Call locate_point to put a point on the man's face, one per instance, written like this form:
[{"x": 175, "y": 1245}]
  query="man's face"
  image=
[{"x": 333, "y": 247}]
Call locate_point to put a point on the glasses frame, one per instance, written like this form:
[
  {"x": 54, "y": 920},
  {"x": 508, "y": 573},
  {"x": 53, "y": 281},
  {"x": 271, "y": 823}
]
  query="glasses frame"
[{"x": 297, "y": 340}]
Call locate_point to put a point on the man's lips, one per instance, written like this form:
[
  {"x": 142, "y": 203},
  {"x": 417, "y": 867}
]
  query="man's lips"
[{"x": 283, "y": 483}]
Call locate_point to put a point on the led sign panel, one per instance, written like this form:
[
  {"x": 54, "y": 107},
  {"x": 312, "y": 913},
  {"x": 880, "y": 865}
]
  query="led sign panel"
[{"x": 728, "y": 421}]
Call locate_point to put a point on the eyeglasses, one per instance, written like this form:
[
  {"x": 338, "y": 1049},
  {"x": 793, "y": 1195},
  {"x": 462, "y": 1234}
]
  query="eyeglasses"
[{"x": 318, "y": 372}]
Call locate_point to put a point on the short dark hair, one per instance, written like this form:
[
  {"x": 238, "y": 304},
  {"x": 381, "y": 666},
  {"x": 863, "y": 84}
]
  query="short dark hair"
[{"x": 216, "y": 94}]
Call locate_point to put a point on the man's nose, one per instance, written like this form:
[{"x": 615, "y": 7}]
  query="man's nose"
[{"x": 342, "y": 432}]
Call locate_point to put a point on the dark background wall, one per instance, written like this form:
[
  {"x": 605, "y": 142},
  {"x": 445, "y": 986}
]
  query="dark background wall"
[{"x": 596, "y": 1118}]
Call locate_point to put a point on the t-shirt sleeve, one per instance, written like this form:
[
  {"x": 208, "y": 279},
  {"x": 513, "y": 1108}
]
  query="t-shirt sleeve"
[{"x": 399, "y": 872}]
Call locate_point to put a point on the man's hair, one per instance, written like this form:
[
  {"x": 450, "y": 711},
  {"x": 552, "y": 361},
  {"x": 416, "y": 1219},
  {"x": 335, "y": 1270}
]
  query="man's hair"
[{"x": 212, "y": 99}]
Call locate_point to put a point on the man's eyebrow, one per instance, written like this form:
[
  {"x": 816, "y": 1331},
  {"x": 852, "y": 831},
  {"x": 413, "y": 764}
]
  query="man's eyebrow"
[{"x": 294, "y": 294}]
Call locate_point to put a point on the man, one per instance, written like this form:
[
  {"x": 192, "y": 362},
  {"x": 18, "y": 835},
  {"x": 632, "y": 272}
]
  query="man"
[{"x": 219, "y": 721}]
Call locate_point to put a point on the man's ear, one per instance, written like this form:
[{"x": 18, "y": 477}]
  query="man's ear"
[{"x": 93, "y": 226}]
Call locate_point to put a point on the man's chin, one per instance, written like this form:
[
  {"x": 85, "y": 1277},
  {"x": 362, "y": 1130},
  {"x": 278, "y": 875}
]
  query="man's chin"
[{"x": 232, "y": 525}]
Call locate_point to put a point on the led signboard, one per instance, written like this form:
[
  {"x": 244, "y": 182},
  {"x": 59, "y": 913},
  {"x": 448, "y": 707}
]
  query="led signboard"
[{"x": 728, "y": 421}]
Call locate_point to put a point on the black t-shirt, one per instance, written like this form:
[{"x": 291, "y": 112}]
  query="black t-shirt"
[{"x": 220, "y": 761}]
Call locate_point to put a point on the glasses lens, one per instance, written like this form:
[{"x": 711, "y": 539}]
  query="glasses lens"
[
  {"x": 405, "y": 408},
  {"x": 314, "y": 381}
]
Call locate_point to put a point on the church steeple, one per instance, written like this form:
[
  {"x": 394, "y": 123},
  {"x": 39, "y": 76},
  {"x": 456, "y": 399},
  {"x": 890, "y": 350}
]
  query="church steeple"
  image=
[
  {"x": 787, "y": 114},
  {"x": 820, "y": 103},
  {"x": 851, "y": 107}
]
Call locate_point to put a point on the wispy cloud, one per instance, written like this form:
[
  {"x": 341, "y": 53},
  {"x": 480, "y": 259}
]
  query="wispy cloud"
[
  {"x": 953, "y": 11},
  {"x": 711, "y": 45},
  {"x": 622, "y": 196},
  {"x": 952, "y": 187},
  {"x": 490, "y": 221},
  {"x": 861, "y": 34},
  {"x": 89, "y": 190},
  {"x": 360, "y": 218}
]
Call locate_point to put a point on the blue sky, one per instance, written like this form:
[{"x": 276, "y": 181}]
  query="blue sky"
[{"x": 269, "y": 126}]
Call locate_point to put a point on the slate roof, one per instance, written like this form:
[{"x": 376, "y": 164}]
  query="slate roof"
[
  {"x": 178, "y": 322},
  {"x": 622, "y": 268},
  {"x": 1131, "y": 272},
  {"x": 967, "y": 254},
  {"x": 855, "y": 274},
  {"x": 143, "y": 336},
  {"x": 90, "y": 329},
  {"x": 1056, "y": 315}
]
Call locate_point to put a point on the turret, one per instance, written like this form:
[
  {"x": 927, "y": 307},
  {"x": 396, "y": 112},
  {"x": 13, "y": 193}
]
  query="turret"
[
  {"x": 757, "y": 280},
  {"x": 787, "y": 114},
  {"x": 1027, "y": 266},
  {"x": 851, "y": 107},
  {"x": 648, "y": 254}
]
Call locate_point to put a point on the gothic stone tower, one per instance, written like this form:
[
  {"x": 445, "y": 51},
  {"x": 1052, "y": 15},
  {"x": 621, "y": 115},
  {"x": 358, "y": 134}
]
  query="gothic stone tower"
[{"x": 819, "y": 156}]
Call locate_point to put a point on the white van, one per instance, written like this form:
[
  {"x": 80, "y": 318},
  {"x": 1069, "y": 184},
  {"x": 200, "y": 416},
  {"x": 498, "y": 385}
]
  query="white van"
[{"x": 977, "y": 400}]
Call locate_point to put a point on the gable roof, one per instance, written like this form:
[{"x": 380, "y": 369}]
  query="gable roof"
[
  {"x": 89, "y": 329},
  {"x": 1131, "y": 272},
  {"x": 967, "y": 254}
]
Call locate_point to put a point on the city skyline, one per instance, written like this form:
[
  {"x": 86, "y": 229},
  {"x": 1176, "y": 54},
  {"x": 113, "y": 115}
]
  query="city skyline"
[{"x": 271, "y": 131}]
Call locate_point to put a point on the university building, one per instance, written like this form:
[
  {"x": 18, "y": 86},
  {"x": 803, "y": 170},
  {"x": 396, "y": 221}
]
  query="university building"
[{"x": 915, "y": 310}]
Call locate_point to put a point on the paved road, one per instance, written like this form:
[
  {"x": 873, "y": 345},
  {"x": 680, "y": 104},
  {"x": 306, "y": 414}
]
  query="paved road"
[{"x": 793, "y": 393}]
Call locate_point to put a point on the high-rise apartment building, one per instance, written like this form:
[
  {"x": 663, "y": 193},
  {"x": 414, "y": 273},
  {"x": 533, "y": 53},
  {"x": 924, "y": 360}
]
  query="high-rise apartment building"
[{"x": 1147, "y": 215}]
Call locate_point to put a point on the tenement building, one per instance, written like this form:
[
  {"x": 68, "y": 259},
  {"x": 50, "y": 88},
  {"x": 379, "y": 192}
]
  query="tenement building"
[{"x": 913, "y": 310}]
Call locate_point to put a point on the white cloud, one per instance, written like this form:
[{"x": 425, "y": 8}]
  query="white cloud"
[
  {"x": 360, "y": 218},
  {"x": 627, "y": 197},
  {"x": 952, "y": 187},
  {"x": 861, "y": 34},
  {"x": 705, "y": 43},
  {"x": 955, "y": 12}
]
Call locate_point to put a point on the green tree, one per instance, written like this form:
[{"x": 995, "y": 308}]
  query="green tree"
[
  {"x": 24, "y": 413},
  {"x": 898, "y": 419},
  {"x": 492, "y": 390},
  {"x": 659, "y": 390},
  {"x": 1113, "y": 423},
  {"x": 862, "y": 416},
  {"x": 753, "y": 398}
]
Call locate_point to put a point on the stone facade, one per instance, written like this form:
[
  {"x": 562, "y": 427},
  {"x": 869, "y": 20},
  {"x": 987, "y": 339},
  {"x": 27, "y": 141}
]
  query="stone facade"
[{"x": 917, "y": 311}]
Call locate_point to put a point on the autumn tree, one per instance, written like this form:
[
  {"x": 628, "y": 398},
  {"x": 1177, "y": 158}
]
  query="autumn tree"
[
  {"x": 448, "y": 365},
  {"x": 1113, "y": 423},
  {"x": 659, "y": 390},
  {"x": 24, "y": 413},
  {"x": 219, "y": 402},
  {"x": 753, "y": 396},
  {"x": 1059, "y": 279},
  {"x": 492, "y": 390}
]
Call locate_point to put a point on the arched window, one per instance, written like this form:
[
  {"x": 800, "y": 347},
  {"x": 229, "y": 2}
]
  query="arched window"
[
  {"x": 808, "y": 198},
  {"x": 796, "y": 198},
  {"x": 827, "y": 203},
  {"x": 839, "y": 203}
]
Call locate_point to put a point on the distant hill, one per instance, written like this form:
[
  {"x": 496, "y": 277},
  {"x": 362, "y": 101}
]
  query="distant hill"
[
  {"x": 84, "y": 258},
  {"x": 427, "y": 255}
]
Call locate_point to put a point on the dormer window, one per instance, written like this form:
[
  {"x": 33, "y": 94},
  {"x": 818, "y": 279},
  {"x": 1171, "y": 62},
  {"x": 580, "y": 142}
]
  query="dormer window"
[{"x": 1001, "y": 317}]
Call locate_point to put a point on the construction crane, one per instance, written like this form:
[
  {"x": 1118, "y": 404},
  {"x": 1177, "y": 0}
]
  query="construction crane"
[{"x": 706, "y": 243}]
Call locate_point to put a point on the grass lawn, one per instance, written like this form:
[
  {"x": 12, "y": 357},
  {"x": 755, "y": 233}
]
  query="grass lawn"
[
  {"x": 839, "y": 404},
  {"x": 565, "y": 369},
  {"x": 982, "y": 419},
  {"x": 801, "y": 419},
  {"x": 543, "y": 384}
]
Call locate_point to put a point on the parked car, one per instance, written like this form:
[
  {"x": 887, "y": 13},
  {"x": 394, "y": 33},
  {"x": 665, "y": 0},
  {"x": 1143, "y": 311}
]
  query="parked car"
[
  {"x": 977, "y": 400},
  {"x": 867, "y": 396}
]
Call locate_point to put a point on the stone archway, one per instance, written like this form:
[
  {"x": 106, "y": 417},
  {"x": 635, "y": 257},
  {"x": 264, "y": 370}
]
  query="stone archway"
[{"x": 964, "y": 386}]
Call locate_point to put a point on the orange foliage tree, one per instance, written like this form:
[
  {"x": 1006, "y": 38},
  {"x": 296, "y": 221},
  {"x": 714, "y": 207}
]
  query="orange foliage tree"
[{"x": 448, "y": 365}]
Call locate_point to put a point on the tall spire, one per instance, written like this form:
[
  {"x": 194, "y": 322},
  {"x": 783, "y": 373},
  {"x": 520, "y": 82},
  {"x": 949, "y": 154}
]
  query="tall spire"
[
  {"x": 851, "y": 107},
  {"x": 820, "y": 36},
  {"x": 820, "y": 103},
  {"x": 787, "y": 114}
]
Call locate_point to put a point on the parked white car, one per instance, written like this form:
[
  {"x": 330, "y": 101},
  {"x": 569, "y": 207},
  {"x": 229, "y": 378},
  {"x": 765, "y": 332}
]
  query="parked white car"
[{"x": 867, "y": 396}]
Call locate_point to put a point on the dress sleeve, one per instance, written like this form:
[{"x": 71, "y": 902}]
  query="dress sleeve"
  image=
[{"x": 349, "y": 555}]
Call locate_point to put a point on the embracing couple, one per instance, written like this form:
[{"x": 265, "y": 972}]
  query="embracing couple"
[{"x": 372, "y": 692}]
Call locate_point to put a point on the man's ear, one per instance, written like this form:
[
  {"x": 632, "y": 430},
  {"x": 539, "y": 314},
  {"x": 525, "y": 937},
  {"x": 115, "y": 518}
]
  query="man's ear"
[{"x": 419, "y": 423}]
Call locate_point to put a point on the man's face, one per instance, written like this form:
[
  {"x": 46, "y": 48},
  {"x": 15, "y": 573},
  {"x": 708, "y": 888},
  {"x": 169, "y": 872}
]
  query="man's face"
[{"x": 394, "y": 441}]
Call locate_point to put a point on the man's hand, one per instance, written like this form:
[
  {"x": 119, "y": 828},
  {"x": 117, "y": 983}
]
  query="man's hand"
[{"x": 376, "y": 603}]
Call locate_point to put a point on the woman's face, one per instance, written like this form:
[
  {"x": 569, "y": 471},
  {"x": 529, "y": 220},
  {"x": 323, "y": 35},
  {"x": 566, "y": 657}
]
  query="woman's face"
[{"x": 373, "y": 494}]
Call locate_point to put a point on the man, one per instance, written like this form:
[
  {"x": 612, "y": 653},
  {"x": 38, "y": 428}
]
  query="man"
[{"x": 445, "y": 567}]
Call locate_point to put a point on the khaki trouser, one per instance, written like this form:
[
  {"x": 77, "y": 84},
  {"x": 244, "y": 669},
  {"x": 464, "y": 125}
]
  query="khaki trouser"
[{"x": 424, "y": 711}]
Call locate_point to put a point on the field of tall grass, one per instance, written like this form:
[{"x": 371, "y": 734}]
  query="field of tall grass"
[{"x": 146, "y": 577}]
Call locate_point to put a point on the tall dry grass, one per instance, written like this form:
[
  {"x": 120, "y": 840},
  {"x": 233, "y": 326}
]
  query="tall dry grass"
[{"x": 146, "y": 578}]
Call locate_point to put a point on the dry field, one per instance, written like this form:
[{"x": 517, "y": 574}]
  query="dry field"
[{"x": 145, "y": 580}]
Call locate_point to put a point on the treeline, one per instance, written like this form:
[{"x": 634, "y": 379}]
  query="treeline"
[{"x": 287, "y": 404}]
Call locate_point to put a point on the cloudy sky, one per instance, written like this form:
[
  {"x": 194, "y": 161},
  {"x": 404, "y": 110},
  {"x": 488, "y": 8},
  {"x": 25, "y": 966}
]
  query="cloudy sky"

***

WHAT YOU WILL DO: Rewrite the lines from the one containing "Call locate_point to put a point on the cloudy" through the end of the records, changing "cloudy sky" to "overcast sky" and leaving everything else as it is.

EXPECTED ANSWER:
Call locate_point to put a point on the overcast sky, one per instance, written like this form:
[
  {"x": 194, "y": 161},
  {"x": 404, "y": 110},
  {"x": 488, "y": 8},
  {"x": 25, "y": 966}
]
  query="overcast sky"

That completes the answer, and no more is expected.